◆ GOAL
Please count how many lines in the entries below contain the string "suit", with case counting, and reply with that number alone.

◆ EXERCISE INPUTS

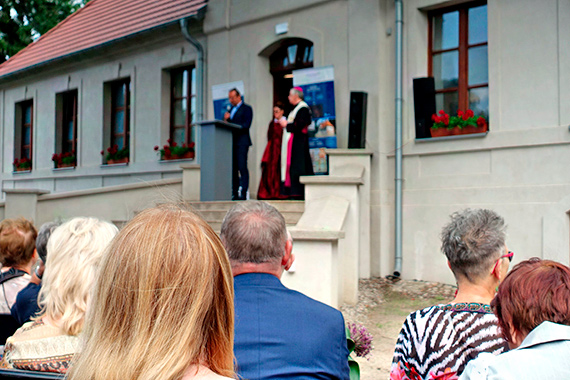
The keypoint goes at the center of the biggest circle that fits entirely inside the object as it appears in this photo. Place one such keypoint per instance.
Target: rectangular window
(458, 59)
(23, 136)
(66, 129)
(183, 104)
(120, 113)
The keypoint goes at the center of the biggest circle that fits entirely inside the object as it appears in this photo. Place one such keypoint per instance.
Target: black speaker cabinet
(357, 120)
(424, 105)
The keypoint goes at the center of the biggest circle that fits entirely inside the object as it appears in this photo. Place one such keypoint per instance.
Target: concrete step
(282, 206)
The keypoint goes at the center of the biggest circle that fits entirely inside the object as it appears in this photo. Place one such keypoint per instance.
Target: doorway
(290, 54)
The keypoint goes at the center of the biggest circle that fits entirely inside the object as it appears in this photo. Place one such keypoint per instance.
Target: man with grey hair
(296, 158)
(279, 333)
(446, 337)
(26, 305)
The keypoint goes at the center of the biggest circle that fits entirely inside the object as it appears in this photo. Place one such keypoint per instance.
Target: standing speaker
(424, 105)
(357, 120)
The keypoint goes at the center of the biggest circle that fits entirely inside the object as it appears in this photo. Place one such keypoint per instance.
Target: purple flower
(362, 339)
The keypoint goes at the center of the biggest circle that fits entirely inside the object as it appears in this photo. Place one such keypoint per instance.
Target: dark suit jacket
(243, 117)
(283, 334)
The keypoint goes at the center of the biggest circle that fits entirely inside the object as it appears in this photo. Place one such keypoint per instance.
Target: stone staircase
(214, 212)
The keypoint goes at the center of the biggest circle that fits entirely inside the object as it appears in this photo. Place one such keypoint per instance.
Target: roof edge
(198, 16)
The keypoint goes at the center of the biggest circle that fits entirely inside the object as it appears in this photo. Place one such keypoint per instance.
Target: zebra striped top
(447, 336)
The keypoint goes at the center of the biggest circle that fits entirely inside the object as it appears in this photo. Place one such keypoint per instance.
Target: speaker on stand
(357, 120)
(424, 105)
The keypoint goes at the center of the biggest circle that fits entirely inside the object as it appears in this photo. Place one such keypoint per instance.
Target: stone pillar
(338, 159)
(343, 185)
(190, 182)
(22, 203)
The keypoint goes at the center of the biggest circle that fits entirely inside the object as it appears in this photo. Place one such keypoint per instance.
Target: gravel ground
(382, 307)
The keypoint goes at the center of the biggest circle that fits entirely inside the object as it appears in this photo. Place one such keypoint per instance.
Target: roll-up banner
(220, 97)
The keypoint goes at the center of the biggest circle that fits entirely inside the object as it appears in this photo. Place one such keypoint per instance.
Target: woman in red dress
(270, 184)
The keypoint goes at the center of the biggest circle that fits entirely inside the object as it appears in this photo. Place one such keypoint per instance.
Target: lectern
(216, 155)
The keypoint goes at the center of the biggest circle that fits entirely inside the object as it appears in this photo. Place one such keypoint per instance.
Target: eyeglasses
(509, 255)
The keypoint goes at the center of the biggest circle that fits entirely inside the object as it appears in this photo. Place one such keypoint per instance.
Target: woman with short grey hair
(444, 338)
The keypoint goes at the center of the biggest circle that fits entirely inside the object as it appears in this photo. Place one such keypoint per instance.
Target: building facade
(505, 59)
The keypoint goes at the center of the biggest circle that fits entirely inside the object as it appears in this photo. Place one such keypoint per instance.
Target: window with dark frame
(24, 133)
(458, 59)
(120, 113)
(66, 129)
(183, 104)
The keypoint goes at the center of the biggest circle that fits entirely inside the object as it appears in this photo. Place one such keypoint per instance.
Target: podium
(216, 156)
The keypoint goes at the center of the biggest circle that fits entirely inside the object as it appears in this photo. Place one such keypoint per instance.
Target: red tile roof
(97, 23)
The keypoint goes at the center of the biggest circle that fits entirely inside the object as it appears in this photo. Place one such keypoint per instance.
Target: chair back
(8, 326)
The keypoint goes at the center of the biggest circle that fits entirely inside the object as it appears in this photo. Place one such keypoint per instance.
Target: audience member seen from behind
(26, 305)
(280, 333)
(296, 160)
(163, 304)
(533, 309)
(449, 336)
(17, 255)
(74, 252)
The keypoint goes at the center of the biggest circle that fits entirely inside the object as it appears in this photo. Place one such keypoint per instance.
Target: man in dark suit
(279, 333)
(241, 114)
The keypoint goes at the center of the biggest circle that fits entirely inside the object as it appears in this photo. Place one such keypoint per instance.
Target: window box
(124, 160)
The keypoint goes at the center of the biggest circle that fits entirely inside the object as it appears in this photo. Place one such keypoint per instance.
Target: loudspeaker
(357, 120)
(424, 105)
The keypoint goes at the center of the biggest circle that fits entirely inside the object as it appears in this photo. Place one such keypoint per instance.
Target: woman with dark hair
(163, 305)
(440, 340)
(270, 184)
(533, 308)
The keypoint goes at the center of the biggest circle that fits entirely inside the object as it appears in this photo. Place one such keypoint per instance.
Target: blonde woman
(163, 304)
(48, 343)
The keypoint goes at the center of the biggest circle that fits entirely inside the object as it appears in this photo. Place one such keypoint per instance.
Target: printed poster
(318, 87)
(220, 97)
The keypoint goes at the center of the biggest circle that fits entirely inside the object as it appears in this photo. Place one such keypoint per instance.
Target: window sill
(178, 160)
(455, 137)
(63, 169)
(114, 165)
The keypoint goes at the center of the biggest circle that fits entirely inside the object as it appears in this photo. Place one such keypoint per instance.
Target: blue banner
(318, 88)
(220, 97)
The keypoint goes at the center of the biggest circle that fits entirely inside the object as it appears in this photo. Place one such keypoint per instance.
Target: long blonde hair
(75, 250)
(163, 302)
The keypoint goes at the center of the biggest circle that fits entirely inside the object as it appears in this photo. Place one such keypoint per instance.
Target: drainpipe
(398, 178)
(199, 70)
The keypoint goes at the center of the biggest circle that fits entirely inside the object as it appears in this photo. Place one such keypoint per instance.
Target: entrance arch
(285, 56)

◆ ANSWER
2